Can you turn the data below into a numbered list with one line per item, leaving out any blank lines?

__________

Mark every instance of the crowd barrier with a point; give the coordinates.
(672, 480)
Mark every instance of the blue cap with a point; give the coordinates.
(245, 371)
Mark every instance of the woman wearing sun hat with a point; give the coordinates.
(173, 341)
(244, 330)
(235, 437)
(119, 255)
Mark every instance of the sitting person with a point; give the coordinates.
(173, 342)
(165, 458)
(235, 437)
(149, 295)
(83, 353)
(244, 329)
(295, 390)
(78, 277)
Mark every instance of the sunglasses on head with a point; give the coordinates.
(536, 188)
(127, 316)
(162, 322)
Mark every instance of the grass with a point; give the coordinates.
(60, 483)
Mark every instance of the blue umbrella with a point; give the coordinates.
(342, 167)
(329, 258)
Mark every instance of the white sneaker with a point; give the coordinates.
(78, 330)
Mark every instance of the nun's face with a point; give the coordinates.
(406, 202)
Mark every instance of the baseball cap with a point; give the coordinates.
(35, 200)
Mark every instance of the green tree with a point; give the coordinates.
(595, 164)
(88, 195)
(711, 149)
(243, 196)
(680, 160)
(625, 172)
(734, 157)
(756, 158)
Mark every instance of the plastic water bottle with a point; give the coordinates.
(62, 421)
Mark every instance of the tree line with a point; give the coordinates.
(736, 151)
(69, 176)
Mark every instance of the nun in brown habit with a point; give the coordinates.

__________

* **RESULT**
1. Mark every instance of the crowd barrier with a point; give the coordinates.
2. (672, 480)
3. Mark every instance of the blue cap with a point; give the coordinates.
4. (245, 371)
5. Mark every instance of the woman wearing sun hat with a point; give the coordinates.
6. (173, 341)
7. (244, 330)
8. (235, 437)
9. (119, 255)
10. Mark every instance of the sitting person with a point; give the coordinates.
11. (173, 342)
12. (165, 458)
13. (235, 437)
14. (149, 295)
15. (83, 353)
16. (244, 329)
17. (295, 390)
18. (78, 277)
19. Mark every instance of the sunglasses on head with a point; give the coordinates.
20. (536, 188)
21. (127, 316)
22. (162, 322)
23. Mark every instance of the grass with a point; give the coordinates.
24. (60, 483)
25. Mark every instance of the blue umbrella with a point; give the coordinates.
26. (342, 167)
27. (329, 258)
28. Mark every instance of the white sneaker with a point; give the coordinates.
29. (78, 330)
30. Mark every instance of the nun's face with a point; give the coordinates.
31. (406, 202)
32. Mark every instance of the baseball cap with a point; give the coordinates.
33. (35, 200)
34. Mark every instance of the green tree with a point; give the coordinates.
35. (595, 164)
36. (88, 195)
37. (711, 149)
38. (243, 196)
39. (680, 160)
40. (625, 172)
41. (734, 157)
42. (756, 158)
43. Mark every instance of the plastic water bottle with a point; give the coordinates.
44. (62, 421)
45. Mark every instance of the tree line with a point; give the coordinates.
46. (736, 151)
47. (69, 176)
48. Mark every instance of the nun in brown habit with a point; give the coordinates.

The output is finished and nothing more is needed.